Prompt: For the material below, the sole required output is the number of lines that include "sign".

Data under study:
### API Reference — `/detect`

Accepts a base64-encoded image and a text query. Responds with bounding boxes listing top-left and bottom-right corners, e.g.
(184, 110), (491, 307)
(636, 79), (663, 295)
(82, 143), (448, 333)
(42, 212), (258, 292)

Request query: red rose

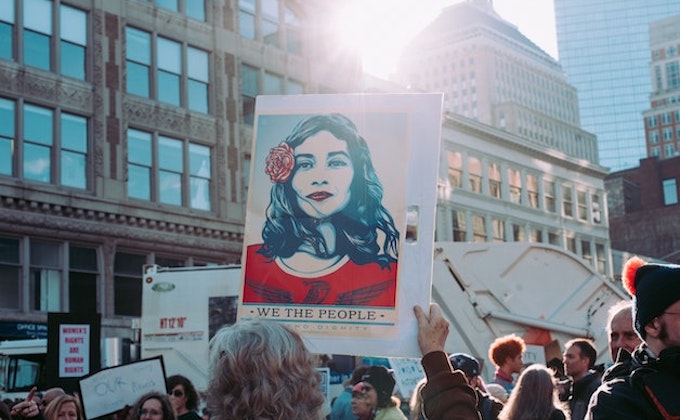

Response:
(265, 142), (295, 183)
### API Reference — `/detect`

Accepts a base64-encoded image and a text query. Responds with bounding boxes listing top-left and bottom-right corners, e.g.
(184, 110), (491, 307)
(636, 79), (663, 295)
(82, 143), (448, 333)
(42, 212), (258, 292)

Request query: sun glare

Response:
(331, 0), (449, 78)
(327, 0), (557, 79)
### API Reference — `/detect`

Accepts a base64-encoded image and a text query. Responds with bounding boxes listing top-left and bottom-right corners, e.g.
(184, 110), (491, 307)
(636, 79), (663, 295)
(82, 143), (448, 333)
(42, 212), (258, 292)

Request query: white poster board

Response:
(141, 265), (242, 391)
(388, 357), (425, 398)
(58, 324), (90, 377)
(238, 93), (443, 357)
(78, 357), (166, 419)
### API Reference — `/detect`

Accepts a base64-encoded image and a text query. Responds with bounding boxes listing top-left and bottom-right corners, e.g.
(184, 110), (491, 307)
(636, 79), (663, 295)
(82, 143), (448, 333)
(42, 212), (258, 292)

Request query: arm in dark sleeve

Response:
(420, 351), (480, 420)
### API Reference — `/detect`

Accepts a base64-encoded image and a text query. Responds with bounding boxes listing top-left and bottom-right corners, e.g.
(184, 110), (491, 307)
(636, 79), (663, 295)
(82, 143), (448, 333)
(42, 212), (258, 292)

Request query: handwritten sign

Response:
(59, 324), (90, 377)
(78, 357), (166, 419)
(388, 357), (425, 398)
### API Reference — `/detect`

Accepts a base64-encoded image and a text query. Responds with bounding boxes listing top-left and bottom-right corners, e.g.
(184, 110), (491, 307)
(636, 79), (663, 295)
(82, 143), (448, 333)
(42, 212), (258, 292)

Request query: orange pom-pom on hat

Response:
(621, 256), (680, 338)
(622, 256), (646, 297)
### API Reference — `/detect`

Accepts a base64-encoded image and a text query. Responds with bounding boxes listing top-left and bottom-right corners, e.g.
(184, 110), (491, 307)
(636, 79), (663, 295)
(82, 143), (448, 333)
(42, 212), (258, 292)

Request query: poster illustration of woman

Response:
(242, 113), (401, 307)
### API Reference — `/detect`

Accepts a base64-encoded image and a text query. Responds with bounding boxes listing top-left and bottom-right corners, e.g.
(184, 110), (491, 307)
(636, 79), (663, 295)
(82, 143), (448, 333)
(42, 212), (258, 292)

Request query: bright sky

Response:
(337, 0), (558, 78)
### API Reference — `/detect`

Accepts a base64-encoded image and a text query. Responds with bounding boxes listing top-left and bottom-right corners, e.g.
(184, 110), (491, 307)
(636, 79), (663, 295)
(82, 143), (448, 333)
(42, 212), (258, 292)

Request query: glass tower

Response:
(554, 0), (680, 171)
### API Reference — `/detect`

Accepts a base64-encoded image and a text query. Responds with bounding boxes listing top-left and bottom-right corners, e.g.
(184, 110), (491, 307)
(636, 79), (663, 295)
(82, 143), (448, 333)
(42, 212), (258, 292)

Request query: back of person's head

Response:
(43, 394), (83, 420)
(129, 392), (174, 420)
(485, 383), (509, 403)
(448, 353), (481, 382)
(488, 334), (526, 367)
(565, 338), (597, 368)
(347, 365), (370, 387)
(41, 387), (66, 410)
(166, 374), (199, 411)
(499, 364), (558, 420)
(409, 377), (427, 420)
(207, 319), (325, 420)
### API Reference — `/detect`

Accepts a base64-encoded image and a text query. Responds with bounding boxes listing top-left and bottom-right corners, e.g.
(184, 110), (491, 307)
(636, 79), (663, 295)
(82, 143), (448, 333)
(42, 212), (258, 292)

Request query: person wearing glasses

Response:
(129, 392), (174, 420)
(350, 366), (406, 420)
(587, 257), (680, 419)
(166, 375), (201, 420)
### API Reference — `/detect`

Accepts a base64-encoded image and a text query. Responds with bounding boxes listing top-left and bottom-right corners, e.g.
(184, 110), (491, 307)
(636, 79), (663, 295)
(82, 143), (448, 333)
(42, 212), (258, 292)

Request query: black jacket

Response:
(587, 345), (680, 419)
(568, 370), (601, 420)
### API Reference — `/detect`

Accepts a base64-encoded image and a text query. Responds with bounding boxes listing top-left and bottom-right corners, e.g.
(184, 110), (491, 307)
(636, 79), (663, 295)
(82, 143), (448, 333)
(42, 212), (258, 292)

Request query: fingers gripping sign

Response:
(413, 303), (450, 355)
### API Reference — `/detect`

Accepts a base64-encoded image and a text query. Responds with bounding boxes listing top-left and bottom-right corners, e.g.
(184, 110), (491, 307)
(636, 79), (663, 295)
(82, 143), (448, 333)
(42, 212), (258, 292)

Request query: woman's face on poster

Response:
(292, 131), (354, 219)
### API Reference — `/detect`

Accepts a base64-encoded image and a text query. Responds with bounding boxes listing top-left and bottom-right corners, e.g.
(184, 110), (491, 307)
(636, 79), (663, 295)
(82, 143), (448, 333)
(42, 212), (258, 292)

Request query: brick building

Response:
(606, 156), (680, 264)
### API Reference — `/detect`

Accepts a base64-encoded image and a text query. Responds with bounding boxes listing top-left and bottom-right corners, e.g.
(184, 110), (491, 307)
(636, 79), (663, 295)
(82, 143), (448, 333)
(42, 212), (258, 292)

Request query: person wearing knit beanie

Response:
(587, 257), (680, 419)
(621, 256), (680, 342)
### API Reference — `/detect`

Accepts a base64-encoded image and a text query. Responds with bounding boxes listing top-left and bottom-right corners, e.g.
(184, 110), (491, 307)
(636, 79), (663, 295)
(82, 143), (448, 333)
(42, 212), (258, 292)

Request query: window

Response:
(667, 62), (680, 89)
(126, 27), (210, 113)
(472, 215), (486, 242)
(526, 174), (538, 209)
(562, 185), (573, 217)
(0, 0), (14, 60)
(663, 127), (673, 141)
(665, 144), (676, 158)
(544, 180), (556, 213)
(581, 240), (592, 266)
(577, 190), (587, 221)
(512, 224), (524, 242)
(663, 178), (678, 205)
(648, 115), (658, 128)
(240, 65), (303, 125)
(492, 218), (504, 242)
(447, 151), (462, 188)
(0, 237), (20, 309)
(651, 146), (660, 157)
(662, 112), (672, 125)
(488, 162), (501, 199)
(114, 252), (146, 317)
(530, 228), (542, 243)
(127, 128), (212, 210)
(596, 243), (606, 274)
(59, 5), (87, 79)
(650, 130), (659, 144)
(548, 232), (560, 246)
(1, 100), (89, 188)
(69, 246), (98, 314)
(508, 168), (521, 204)
(468, 156), (481, 193)
(4, 0), (88, 79)
(154, 0), (205, 21)
(452, 209), (466, 242)
(566, 235), (576, 254)
(591, 193), (602, 224)
(238, 0), (301, 54)
(241, 64), (258, 125)
(30, 240), (61, 312)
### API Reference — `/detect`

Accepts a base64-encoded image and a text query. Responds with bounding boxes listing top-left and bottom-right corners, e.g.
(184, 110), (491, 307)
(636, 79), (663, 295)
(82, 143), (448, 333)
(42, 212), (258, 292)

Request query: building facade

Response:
(0, 0), (615, 343)
(437, 114), (612, 277)
(396, 0), (598, 163)
(554, 0), (680, 171)
(643, 14), (680, 160)
(605, 156), (680, 265)
(0, 0), (361, 340)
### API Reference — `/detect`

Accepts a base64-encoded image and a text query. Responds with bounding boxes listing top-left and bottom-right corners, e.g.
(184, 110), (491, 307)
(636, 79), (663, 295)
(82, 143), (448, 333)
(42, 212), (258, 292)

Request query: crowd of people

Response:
(2, 255), (678, 420)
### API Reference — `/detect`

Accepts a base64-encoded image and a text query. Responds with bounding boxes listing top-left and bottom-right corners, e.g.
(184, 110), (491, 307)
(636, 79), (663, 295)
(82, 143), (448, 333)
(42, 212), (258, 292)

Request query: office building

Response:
(606, 155), (680, 265)
(394, 1), (612, 276)
(0, 0), (360, 340)
(554, 0), (680, 171)
(642, 14), (680, 160)
(397, 0), (598, 163)
(0, 0), (614, 342)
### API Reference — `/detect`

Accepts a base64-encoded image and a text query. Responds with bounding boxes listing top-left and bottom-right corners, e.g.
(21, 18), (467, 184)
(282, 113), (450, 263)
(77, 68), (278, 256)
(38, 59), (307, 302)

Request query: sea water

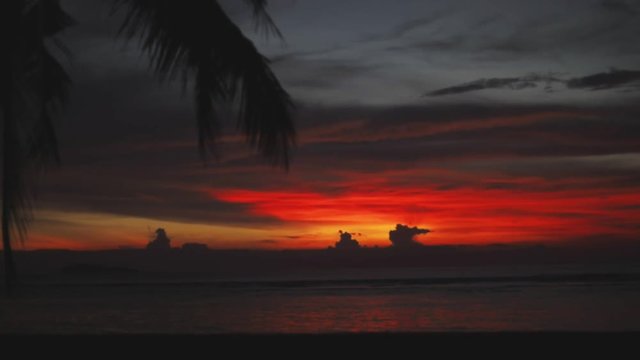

Written reply: 2